TASK OBJECTIVE => Please output the entries below from the line that contains "Reviewer note: every instance of the weathered" through the final line, reproduced exactly and alone.

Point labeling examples

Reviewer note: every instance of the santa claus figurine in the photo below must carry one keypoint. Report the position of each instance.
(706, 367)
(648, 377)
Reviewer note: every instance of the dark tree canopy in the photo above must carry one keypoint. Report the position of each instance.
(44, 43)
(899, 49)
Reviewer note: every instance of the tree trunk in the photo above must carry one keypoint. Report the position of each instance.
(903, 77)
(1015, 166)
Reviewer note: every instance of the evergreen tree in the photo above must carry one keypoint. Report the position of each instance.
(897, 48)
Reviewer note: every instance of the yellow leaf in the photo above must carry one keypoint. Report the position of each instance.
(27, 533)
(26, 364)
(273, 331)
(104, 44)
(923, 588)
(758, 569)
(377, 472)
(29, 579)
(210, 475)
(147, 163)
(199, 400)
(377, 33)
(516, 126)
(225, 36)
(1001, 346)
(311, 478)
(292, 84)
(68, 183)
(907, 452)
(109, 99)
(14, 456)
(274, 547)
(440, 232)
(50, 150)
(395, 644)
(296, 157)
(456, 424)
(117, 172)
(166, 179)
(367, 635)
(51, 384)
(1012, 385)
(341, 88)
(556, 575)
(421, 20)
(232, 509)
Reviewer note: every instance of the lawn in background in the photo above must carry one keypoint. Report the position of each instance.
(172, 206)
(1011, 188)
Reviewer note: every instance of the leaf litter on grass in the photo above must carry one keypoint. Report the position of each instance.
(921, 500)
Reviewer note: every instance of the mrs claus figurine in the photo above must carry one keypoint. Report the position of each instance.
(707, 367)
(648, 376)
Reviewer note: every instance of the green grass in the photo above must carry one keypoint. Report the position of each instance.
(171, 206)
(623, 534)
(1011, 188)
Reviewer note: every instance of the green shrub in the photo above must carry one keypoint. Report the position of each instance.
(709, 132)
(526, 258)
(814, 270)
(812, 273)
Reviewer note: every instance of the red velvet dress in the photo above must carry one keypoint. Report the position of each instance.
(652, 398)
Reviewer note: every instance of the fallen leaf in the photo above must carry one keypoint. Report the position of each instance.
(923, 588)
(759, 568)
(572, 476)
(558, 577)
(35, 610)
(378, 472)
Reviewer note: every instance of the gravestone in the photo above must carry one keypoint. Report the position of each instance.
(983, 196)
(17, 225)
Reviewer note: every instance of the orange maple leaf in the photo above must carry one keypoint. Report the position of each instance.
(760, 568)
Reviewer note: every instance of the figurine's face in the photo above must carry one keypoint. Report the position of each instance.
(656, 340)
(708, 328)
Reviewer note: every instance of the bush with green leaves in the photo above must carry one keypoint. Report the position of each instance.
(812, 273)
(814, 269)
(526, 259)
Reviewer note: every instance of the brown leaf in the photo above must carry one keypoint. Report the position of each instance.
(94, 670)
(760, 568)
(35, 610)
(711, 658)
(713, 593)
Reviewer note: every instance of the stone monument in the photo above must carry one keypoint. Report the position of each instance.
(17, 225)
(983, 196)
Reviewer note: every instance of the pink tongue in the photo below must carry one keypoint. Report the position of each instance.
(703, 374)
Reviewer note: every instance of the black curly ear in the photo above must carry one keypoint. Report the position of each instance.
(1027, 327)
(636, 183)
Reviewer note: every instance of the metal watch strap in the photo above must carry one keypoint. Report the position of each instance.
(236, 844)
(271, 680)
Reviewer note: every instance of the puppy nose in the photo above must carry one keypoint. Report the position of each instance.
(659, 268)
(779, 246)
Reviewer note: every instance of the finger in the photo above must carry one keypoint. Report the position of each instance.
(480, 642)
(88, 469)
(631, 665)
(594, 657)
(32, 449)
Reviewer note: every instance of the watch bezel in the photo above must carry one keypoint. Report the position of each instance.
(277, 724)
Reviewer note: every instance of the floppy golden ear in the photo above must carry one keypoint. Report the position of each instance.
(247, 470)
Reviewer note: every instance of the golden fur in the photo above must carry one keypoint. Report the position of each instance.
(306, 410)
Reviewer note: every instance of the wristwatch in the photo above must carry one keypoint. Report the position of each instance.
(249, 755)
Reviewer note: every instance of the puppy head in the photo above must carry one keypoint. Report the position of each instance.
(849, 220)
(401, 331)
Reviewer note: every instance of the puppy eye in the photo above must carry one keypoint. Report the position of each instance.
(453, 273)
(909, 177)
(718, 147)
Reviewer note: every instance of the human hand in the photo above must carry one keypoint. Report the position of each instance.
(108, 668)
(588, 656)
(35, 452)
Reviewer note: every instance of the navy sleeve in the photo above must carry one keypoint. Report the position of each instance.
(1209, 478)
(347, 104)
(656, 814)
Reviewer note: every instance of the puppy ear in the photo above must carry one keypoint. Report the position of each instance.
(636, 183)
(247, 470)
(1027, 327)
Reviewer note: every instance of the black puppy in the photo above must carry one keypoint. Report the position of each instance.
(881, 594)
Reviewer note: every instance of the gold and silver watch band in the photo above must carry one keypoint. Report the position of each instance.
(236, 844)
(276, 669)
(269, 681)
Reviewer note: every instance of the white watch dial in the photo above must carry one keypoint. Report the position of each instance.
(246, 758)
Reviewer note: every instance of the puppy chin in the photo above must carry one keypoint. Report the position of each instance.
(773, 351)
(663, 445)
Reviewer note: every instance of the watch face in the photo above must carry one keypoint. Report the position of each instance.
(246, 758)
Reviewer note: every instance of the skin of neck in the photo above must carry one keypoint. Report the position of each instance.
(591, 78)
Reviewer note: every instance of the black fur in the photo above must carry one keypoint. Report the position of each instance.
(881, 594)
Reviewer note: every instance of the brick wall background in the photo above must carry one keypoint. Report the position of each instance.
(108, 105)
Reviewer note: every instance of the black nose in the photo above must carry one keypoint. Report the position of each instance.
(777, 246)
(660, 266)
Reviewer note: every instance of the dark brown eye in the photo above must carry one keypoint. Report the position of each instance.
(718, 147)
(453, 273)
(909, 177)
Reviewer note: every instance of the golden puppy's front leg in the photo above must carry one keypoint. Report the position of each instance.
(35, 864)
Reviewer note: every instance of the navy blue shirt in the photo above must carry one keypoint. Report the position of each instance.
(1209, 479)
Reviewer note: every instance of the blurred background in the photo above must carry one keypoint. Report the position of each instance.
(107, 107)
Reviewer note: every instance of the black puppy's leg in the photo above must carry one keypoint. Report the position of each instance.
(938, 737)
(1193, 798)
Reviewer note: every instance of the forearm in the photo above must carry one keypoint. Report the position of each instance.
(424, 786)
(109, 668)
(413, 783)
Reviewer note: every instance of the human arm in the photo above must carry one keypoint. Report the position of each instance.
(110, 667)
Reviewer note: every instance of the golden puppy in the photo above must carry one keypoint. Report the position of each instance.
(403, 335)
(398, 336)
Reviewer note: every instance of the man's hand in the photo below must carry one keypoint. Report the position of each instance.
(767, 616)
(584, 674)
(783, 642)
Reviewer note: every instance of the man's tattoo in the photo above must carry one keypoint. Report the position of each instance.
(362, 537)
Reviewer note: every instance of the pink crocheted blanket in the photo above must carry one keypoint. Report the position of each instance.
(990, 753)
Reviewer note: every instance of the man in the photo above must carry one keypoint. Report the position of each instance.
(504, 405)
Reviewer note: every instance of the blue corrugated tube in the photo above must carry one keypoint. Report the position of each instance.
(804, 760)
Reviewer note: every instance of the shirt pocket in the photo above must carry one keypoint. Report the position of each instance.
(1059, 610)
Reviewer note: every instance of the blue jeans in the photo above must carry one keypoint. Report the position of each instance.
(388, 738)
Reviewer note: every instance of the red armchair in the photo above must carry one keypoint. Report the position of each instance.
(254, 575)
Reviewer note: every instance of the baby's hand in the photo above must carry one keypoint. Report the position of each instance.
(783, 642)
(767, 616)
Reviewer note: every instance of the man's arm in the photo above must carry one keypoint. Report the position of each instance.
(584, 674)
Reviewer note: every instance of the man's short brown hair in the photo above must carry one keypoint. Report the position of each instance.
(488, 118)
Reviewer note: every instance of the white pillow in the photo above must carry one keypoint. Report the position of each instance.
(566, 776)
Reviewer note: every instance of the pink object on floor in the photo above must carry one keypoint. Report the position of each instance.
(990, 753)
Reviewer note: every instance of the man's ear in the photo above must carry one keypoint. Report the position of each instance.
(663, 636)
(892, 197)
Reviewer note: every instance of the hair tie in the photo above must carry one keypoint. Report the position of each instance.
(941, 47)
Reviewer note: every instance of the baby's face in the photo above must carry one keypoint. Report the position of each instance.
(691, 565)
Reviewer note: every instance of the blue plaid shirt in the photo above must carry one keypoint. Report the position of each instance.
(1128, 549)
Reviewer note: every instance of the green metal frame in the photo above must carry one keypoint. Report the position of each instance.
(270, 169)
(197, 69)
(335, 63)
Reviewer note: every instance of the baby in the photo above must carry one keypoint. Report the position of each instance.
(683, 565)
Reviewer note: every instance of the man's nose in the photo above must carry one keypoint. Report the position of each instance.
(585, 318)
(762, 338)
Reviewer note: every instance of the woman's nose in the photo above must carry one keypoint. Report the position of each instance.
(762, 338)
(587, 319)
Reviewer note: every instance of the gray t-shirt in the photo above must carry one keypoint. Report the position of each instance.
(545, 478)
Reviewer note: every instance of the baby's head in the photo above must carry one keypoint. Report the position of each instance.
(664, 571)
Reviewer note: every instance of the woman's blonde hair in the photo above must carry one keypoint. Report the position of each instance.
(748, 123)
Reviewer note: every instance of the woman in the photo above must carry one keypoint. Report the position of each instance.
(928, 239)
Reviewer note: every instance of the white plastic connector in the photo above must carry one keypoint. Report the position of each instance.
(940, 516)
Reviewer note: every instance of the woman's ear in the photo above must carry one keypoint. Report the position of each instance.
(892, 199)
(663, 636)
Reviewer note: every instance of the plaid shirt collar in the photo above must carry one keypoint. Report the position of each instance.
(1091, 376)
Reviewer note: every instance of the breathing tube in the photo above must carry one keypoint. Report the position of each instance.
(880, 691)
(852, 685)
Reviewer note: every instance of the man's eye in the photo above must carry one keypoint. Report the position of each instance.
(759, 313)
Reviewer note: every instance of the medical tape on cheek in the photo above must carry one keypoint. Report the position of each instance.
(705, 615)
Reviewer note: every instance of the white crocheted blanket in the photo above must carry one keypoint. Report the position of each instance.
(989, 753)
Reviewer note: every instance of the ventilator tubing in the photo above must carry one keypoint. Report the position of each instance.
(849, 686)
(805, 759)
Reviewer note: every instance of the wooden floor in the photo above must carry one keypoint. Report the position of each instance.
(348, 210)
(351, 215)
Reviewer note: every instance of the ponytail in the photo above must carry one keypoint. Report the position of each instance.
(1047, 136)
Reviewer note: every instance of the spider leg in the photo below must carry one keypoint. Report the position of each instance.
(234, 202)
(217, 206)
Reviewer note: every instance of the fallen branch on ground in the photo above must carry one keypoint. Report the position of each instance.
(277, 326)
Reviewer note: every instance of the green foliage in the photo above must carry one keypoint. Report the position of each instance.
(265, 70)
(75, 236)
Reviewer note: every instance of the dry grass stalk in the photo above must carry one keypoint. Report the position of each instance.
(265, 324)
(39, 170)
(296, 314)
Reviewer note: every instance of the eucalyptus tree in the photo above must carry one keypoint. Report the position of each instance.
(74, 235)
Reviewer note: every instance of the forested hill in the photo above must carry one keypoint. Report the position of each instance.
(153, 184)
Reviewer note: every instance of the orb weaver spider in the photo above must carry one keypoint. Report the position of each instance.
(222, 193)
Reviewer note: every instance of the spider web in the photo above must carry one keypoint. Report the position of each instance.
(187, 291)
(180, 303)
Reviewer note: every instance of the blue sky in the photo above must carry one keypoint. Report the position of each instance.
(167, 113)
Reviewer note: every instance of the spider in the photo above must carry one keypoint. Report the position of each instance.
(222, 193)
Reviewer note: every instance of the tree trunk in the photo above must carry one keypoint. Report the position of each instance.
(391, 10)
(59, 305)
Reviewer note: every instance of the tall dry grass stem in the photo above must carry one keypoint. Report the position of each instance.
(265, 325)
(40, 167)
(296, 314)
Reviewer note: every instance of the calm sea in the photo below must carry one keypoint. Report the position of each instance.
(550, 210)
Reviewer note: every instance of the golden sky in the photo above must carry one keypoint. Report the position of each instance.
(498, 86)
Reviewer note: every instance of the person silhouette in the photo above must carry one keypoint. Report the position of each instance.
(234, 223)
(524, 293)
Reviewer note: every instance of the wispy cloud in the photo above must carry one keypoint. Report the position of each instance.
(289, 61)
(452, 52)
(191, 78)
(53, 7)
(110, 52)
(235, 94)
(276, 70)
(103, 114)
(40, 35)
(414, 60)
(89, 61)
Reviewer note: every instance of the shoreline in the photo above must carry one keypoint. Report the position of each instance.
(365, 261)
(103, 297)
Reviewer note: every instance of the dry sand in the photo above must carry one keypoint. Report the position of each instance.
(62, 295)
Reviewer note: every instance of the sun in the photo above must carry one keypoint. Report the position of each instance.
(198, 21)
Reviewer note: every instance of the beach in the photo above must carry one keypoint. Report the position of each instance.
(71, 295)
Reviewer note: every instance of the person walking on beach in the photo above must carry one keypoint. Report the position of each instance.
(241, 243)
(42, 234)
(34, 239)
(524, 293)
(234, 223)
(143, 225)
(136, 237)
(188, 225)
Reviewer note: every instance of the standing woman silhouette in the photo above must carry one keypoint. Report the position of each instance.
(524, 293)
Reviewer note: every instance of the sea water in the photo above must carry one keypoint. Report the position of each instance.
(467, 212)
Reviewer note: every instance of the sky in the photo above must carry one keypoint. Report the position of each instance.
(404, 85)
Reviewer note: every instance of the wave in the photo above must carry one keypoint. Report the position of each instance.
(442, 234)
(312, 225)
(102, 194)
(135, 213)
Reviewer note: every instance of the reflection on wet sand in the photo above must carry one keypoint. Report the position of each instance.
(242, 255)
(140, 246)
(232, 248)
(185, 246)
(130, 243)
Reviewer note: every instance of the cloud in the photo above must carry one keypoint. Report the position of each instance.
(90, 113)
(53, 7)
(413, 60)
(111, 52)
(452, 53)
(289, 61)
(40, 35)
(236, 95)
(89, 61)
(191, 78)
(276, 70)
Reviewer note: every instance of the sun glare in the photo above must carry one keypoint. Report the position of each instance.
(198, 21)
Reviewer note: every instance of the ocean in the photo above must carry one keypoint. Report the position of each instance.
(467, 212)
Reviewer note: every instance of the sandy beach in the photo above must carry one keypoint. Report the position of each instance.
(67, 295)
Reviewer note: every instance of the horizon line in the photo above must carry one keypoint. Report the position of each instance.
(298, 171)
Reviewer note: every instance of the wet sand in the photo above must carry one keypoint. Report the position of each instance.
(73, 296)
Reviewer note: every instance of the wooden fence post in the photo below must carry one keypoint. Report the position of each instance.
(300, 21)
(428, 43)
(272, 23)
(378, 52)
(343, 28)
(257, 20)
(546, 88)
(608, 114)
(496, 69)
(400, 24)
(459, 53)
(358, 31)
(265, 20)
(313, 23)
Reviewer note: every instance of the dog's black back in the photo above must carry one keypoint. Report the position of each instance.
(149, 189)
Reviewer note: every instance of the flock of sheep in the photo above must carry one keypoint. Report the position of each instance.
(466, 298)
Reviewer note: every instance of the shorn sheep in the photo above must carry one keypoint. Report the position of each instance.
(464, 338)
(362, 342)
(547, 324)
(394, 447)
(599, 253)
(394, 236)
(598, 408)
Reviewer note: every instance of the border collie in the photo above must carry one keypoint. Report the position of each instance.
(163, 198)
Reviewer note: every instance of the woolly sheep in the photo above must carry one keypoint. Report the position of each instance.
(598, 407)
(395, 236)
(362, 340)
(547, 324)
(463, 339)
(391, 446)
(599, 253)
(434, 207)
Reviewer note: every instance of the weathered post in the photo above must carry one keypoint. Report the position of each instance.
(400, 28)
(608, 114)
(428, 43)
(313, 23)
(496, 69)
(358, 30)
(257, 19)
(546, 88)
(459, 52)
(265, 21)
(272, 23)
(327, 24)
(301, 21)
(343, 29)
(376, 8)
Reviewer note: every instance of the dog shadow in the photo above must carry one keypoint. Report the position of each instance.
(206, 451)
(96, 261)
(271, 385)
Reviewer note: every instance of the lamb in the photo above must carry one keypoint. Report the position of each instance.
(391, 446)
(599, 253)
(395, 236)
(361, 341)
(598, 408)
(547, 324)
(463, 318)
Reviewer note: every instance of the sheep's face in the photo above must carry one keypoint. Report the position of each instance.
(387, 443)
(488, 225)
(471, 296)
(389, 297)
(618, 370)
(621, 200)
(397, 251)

RESULT OF THE EXERCISE =>
Reviewer note: every instance of the weathered post in the photo above must carry one keypoint. Report the position of each instance.
(400, 28)
(608, 114)
(428, 43)
(313, 23)
(496, 69)
(358, 30)
(257, 19)
(546, 88)
(459, 52)
(265, 21)
(272, 23)
(327, 24)
(301, 21)
(343, 29)
(376, 8)
Reviewer note: every instance of the dog shadow in the photo above must carry one keypoint. Report the position of each instance.
(206, 451)
(96, 261)
(271, 385)
Reviewer note: every instance of the lamb in the photo above must carry one keypoint. Report the position of each instance.
(391, 446)
(599, 253)
(395, 236)
(361, 341)
(598, 408)
(547, 324)
(463, 318)
Reviewer note: every instance of the sheep's face in the photo above must carry one keypoint. Report the position of each instance.
(387, 443)
(488, 225)
(471, 296)
(389, 297)
(618, 370)
(621, 200)
(397, 251)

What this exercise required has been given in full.